◆ Work instructions ◆
Lines where the string "region" appears are to be copied from the entries below.

**** Provided information

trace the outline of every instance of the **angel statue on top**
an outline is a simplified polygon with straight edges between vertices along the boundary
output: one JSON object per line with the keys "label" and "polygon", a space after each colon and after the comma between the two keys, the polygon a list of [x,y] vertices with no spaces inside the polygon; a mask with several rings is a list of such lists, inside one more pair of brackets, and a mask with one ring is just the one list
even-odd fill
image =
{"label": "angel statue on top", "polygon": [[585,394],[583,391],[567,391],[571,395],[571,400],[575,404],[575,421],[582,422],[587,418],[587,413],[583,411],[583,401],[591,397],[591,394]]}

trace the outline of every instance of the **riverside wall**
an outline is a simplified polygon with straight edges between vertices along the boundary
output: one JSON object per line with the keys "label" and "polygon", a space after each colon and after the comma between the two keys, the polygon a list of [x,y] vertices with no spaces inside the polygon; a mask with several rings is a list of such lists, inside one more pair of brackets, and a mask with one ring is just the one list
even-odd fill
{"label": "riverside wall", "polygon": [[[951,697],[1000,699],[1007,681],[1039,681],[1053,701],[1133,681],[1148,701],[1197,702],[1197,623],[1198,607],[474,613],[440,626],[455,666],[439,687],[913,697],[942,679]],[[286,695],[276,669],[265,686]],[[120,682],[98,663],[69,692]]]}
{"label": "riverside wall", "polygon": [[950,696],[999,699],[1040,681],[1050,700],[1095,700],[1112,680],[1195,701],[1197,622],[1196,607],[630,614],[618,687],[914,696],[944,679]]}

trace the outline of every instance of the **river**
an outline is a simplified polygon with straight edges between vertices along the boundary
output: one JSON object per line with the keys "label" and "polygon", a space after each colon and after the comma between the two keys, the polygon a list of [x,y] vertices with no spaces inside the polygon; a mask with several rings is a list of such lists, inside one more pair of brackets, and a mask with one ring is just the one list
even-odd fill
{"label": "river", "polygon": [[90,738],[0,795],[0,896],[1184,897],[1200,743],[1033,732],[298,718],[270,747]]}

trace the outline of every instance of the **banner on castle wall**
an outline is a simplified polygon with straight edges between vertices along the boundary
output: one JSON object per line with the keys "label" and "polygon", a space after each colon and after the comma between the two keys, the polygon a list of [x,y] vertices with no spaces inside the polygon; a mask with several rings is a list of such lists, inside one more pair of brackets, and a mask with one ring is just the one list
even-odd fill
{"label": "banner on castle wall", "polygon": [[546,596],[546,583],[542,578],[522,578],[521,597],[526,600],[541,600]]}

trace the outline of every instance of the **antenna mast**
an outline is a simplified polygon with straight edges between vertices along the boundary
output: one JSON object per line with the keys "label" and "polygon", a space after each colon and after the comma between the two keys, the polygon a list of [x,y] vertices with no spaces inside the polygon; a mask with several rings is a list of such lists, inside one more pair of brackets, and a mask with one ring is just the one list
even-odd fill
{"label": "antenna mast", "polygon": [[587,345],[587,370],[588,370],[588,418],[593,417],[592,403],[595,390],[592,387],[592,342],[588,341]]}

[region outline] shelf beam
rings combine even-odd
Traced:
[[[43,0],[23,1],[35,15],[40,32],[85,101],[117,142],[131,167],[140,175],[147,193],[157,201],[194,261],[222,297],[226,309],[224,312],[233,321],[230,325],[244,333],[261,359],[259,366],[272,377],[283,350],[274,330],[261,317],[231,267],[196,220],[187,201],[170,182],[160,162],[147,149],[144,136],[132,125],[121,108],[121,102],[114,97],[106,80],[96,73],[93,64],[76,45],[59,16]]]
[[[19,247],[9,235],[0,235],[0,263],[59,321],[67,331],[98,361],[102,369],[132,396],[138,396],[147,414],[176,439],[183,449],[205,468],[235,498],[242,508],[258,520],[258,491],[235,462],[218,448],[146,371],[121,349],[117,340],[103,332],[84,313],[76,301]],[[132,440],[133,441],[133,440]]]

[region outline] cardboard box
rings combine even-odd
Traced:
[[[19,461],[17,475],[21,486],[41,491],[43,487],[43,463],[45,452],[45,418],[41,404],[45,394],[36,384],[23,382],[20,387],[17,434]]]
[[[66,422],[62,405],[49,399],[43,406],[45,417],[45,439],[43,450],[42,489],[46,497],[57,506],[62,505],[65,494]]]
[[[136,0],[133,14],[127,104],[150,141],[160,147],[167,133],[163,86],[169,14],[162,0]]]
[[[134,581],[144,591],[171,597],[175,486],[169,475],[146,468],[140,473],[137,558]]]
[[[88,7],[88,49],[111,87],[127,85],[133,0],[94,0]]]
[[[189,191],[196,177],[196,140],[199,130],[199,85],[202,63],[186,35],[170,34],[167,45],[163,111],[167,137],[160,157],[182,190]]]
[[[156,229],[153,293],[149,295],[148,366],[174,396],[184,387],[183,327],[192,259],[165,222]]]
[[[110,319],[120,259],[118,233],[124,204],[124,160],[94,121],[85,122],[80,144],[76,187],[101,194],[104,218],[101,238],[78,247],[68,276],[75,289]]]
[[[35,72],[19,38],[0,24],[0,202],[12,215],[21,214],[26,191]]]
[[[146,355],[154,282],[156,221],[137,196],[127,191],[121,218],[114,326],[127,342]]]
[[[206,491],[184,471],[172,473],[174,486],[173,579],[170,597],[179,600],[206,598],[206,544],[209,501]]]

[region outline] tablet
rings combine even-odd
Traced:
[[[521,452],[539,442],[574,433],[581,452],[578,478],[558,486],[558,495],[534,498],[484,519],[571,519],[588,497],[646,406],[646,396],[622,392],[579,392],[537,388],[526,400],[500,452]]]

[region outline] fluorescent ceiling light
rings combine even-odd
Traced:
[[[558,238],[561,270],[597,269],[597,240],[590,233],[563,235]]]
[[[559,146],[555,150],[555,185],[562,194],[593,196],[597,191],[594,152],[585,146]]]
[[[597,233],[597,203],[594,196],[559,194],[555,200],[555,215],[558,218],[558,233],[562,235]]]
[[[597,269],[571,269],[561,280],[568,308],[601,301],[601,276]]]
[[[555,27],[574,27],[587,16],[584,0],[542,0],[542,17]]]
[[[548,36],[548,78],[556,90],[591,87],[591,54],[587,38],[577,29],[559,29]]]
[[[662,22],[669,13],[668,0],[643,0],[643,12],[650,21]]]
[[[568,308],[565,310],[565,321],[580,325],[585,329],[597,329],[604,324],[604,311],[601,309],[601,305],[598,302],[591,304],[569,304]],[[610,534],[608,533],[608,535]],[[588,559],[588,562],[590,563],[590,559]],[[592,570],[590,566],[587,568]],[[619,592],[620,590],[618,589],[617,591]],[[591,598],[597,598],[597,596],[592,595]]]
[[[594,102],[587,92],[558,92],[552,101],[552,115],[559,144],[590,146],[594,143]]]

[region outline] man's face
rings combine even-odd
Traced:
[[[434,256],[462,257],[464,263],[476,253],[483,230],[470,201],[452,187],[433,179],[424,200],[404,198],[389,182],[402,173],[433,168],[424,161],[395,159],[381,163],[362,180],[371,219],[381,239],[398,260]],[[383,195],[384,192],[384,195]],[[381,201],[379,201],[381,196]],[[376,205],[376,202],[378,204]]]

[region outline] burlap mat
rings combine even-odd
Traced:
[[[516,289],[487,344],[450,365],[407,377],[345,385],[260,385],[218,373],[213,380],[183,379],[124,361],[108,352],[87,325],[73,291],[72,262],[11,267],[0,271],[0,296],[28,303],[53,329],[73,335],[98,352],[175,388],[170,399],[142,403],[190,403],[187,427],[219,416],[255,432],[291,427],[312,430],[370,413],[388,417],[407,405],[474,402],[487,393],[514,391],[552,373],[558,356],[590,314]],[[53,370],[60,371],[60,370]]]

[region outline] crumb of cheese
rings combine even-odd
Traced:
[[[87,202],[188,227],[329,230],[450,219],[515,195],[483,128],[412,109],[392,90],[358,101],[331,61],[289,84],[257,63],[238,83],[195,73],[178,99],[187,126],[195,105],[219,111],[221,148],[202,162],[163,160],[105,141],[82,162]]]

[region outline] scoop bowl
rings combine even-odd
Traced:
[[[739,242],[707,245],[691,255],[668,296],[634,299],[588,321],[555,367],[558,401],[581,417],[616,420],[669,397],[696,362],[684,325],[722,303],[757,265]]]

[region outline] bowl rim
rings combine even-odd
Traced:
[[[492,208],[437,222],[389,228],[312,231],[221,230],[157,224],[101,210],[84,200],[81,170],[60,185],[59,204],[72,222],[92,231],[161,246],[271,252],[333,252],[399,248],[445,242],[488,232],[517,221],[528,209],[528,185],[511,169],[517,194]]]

********

◆ Output of the exercise ◆
[region outline] shelf beam
[region outline] cardboard box
[region outline] tablet
[region outline] fluorescent ceiling light
[region outline] man's face
[region outline] burlap mat
[region outline] crumb of cheese
[region outline] scoop bowl
[region outline] bowl rim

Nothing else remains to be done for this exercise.